→ **Task description**: Retype each entry. Leave every word as it is.
----------
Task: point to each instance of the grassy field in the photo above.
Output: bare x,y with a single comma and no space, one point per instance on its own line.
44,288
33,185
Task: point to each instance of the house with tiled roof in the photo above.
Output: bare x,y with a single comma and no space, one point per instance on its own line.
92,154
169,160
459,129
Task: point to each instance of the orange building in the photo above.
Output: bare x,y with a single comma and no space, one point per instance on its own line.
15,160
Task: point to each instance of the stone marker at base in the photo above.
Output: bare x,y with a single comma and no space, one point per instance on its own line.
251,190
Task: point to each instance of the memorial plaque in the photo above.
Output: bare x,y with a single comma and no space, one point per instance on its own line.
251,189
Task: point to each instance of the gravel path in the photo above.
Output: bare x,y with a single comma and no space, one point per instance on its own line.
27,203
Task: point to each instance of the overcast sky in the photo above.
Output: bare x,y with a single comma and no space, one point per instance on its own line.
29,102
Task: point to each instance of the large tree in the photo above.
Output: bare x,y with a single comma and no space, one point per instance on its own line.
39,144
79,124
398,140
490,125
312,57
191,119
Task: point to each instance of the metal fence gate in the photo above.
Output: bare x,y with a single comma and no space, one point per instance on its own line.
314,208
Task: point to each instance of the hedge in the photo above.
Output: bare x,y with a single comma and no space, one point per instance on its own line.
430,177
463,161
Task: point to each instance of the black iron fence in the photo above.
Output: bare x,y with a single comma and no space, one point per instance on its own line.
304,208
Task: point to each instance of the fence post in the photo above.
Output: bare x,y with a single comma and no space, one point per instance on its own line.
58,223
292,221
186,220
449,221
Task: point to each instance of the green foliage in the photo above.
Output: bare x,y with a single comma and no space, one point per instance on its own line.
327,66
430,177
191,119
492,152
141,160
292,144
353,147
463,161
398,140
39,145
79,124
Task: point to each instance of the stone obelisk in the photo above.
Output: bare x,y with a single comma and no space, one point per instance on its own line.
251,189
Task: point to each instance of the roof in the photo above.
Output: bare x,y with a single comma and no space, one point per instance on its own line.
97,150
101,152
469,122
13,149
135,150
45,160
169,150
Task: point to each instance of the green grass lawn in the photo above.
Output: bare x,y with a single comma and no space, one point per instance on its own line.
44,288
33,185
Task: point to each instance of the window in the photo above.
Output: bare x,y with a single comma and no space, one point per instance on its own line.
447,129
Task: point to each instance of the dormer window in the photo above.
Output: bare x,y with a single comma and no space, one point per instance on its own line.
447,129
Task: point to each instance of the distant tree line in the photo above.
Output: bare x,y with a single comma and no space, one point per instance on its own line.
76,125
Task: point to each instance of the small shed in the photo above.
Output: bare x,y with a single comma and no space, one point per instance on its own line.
----------
→ **Answer area**:
Task: point to each instance of the grassy field in the photo above.
Output: bare x,y with a single comma and no space, one point per instance on its own line.
44,288
33,185
Task: point to each instance of the house with tiled roof in the photo above.
Output: bare x,y with a single comma and no space, one point per instance on its own line.
92,154
169,160
459,129
Task: point to each instance of the orange building in the photo above.
Output: bare x,y with a single comma and no space, one point per instance on its own line.
15,160
Task: point to each instance of the stone marker at base in the photo above.
Output: bare x,y with a single comma and no space, one point per instance on its own line.
251,190
Task: point to each instance of the memorial plaque in the photo above.
Output: bare x,y with a single comma and no space, one point per instance on its own line.
251,189
Task: point to each instance of the gravel path in the photo above.
Output: bare x,y with a single comma and no space, one point per instance on its own line.
27,203
Task: point to each instance of the overcast sky in the photo above.
Output: bare x,y with a single comma and no space, one point per instance on its own line.
29,102
Task: point to each instance of the large tree in the photo above.
Output: bare x,y with a single comma and no space, one point per instance on its own line.
39,144
79,124
398,140
490,125
312,57
191,119
Task: point to each instance of the metal fence gate in the photo above.
Output: bare x,y with a single comma and no space, one point per instance on its own line.
314,208
Task: point to each instance of the hedge in the photo above.
Output: bare x,y with a single comma and no space, one point per instance on its own line.
430,177
463,161
Task: point to each instance of the black iron fence in the photo above.
Output: bare x,y with a single comma and no space, one point per instance on its own line.
304,208
Task: point to each instance of the fence post in the photo above.
Output: bare x,y with a single comma and no space, one point per instance on its own line.
58,223
292,221
186,220
449,221
Task: point to each instance of the green foliage in the photo above.
Output: bare x,y with a single comma and no space, one point per instance on its own line.
327,66
430,177
191,119
492,152
141,160
292,144
353,147
463,161
398,140
39,145
79,124
Task: point to each instance of the stone obelisk in the photo above.
Output: bare x,y with a single comma and no space, one point per instance on its own line.
251,189
Task: point to each instance of the roof in the photo above.
Output: bare x,y with a single comma and no space, one point per instance on its own line.
97,150
101,152
469,122
13,149
135,150
45,160
169,150
Task: point to each instance of the green grass lawn in the photo above.
Output: bare x,y with a single comma and no space, one point per instance on its own line.
44,288
33,185
Task: point to each instance of the window in the photo above.
Output: bare x,y with a single comma and no space, one point per instance on its own line.
447,129
Task: point to each instance of the dormer window in the photo above.
Output: bare x,y with a single comma and no space, one point per instance on its own line.
447,129
Task: point to each instance of the distant tree line in the photo above.
Output: bare x,y with a single comma and no space, one point per instance on its own line.
76,125
Task: point to each instance of the small shed in the photo above.
Output: bare x,y with a single comma and no space, one point per instance on its own line.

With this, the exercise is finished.